▶ _Document section_:

Here for unfortunate meta-significance all over the shop but also just straight up significant and outstanding in a bad way. No two ways about it, script-wise, production/presentation and in a sartorial sense, 'Who' has never dropped the ball so clangingly as it does here. Well, there could be a couple of contenders down the line but this gets mention for being a debut story that all but dooms this run of the show.

'Attack of the Cybermen'
'A Cyberman with a saunter- says it all really.'

Ill conceived fan-wank, misconceived (if sometimes effectively delivered) violence. Shallow, sour and soul-sappingly clunking. Significant for all the wrong reasons again.

'Vengeance on Varos'
'But suddenly we're in a world of relative quality...'

It doesn't quite work but Philip Martin's first script for TV 'Who' is clever, knowing and generally well delivered by cast and crew. So an outstanding entry for the right reasons. Lawks.

'Revelation of the Daleks'
'...and another, arguably even better. Lawks. It surely can't last?'

Not quite up to Graeme Harper's 'Androzani' standards but very, very darn good all the same. A sourcaustic, consumer culture popping dark gem. Outstanding.

▶ _Record list_:
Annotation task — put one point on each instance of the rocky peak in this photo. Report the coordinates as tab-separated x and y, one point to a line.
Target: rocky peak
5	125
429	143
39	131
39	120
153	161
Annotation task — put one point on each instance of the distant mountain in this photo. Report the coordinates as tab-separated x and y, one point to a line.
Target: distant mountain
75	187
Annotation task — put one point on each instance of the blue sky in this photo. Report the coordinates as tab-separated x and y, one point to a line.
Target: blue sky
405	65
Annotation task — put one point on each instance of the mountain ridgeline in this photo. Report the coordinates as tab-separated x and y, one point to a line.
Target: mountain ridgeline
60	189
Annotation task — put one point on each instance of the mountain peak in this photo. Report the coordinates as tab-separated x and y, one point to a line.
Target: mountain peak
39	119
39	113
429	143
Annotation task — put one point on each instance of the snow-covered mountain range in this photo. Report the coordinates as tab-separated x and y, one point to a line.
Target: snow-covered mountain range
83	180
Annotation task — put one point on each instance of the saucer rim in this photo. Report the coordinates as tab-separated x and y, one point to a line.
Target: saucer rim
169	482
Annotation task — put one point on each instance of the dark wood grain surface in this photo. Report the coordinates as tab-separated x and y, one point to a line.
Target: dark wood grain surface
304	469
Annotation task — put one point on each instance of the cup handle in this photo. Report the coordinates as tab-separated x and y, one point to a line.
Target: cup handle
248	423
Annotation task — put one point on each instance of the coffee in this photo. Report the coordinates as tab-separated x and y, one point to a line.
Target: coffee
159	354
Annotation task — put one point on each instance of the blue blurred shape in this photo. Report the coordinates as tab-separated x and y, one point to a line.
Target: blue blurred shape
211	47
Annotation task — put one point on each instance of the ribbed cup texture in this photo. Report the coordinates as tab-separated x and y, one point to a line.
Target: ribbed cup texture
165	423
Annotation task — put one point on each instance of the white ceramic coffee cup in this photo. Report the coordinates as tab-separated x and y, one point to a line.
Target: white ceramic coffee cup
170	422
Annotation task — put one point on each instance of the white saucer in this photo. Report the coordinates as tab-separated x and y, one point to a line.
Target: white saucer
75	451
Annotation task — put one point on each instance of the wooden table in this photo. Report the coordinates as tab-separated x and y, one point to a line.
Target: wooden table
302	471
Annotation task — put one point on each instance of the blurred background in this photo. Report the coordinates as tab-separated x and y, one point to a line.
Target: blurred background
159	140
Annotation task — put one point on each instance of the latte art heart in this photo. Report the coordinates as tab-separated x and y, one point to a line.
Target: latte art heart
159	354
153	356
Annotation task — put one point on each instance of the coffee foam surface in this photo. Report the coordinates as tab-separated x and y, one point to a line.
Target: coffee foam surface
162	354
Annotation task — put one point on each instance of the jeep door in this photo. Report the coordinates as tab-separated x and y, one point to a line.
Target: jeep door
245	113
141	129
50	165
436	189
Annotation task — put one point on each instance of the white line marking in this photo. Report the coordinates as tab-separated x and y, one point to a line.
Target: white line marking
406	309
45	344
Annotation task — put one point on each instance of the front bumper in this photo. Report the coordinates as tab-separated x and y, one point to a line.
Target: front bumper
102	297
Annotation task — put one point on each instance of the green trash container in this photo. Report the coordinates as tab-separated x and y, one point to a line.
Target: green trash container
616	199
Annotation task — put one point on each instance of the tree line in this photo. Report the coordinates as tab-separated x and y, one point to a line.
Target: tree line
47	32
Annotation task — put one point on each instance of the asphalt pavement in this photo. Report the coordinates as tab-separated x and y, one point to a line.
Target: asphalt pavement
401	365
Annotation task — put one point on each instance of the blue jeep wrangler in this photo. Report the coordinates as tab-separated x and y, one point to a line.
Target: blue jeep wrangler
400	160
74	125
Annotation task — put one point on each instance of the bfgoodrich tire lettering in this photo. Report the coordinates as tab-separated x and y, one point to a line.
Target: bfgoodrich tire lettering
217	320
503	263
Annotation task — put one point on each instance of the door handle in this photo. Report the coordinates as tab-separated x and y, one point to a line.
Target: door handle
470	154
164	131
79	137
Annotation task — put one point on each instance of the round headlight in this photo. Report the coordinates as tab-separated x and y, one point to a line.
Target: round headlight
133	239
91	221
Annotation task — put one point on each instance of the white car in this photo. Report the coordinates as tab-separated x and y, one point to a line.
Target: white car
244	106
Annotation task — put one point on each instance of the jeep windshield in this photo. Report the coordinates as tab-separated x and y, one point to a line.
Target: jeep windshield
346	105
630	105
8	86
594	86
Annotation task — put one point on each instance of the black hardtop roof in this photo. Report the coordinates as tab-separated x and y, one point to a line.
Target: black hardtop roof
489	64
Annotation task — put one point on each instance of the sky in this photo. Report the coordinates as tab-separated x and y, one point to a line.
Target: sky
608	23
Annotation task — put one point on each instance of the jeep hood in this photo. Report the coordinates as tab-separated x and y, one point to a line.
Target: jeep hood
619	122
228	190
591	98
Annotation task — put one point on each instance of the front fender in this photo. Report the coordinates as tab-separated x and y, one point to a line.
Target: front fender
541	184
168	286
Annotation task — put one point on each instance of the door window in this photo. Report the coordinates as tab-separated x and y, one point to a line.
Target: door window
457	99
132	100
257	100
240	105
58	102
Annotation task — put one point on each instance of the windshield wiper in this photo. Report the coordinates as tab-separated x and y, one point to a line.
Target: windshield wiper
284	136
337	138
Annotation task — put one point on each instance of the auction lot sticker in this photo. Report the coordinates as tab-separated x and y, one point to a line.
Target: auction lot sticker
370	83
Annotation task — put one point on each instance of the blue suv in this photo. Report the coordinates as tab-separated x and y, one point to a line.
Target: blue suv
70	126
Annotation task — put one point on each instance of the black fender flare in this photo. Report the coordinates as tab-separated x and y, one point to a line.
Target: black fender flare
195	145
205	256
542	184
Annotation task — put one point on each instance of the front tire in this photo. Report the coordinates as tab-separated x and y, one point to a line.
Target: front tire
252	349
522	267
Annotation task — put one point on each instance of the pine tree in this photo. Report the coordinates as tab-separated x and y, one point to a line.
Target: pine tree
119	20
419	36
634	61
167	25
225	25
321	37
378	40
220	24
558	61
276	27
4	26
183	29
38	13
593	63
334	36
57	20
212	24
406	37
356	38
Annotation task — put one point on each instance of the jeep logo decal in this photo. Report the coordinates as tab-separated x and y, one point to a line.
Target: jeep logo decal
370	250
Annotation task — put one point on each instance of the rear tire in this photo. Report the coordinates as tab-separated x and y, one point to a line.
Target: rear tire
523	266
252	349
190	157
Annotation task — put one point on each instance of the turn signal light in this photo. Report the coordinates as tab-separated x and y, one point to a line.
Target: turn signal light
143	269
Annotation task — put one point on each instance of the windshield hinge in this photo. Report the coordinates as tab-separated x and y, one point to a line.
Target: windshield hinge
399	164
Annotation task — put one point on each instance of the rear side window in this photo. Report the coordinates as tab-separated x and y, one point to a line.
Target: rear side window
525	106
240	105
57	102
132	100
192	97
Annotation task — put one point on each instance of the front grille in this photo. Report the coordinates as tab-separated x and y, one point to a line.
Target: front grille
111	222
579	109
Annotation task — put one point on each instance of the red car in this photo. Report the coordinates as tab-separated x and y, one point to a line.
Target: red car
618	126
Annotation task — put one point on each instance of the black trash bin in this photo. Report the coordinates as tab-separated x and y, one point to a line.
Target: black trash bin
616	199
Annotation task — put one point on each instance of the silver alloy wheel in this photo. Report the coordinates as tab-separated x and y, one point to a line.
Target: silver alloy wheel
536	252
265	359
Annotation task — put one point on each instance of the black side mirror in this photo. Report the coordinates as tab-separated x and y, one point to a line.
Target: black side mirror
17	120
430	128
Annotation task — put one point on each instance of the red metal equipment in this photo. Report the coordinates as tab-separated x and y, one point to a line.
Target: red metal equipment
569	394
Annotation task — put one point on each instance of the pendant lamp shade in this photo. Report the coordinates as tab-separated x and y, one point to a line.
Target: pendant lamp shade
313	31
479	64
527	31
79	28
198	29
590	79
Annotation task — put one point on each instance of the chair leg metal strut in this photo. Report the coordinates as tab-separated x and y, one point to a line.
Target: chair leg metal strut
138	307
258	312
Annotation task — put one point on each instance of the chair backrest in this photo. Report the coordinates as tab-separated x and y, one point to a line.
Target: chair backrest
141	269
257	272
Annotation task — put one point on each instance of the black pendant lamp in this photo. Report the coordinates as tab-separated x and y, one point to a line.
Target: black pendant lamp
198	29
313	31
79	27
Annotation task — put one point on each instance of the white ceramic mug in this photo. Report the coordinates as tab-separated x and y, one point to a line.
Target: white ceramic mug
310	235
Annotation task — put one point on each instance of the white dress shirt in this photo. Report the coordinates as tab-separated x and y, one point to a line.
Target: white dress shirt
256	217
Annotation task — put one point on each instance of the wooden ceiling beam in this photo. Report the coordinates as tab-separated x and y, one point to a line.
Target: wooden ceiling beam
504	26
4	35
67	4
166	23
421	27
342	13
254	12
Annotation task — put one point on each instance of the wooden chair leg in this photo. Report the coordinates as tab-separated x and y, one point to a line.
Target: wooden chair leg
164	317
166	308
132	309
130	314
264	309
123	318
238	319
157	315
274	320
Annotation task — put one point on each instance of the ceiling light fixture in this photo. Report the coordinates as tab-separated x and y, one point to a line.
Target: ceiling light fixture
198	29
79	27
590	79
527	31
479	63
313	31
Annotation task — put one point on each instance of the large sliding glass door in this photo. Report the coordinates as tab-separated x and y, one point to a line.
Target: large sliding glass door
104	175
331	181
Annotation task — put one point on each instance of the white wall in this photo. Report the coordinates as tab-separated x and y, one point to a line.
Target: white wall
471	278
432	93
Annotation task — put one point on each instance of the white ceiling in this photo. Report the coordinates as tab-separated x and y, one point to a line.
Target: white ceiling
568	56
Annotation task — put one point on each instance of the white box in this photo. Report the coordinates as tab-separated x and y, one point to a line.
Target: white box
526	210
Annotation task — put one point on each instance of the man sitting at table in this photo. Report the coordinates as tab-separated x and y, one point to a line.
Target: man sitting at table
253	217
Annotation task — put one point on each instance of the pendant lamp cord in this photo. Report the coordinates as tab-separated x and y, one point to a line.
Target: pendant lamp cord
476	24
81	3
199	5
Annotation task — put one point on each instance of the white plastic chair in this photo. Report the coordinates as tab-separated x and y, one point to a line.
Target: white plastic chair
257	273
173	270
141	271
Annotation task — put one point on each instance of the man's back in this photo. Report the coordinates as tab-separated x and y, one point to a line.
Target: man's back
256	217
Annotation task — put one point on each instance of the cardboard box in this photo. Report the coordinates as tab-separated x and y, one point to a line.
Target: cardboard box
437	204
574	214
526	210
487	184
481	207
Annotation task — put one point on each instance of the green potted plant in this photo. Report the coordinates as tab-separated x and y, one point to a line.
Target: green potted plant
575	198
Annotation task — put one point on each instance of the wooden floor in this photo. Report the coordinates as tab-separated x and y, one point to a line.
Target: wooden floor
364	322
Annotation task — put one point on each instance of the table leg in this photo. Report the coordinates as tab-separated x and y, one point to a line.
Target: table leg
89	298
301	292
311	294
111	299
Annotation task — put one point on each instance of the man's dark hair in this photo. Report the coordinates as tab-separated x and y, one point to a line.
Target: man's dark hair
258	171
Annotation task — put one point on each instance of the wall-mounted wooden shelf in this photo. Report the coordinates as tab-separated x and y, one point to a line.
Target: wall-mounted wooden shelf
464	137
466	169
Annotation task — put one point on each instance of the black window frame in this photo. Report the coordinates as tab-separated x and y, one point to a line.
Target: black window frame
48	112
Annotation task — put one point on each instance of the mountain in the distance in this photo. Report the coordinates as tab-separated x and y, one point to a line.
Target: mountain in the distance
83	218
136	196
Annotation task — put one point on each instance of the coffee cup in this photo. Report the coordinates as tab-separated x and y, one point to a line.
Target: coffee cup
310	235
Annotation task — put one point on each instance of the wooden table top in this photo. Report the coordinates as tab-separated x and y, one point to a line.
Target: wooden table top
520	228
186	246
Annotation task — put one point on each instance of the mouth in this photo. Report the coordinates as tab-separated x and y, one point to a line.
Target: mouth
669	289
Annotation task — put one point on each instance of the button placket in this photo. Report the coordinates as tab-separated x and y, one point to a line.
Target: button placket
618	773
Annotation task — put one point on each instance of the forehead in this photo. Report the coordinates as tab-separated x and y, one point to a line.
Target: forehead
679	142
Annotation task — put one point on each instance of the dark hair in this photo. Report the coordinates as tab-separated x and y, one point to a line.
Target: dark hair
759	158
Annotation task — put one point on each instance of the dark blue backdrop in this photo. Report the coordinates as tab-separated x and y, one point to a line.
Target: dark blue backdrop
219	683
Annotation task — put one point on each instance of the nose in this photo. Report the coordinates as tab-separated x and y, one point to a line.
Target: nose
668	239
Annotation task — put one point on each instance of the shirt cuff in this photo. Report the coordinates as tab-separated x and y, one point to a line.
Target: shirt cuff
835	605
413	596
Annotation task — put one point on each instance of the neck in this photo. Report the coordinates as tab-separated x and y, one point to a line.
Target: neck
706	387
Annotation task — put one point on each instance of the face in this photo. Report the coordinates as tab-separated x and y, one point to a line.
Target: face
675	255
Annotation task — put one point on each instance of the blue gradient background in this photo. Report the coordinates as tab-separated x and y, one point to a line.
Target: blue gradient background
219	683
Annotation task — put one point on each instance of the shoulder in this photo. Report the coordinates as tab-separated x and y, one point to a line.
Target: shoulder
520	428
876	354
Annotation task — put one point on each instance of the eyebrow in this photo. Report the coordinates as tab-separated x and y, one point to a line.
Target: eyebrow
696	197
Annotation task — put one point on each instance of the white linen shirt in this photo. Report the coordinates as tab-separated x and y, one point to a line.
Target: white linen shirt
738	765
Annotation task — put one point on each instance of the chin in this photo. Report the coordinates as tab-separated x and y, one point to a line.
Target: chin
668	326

▶ _Exercise aim_:
Answer these from the Doctor Who story reviews above:
1. Whose first script for TV 'Who' is 'Vengeance on Varos'?
2. 'Revelation of the Daleks' is not quite up to whose 'Androzani' standards?
3. What phrase about a Cyberman is said to say it all about 'Attack of the Cybermen'?

▶ _Output for this task_:
1. Philip Martin's
2. Graeme Harper's
3. "A Cyberman with a saunter"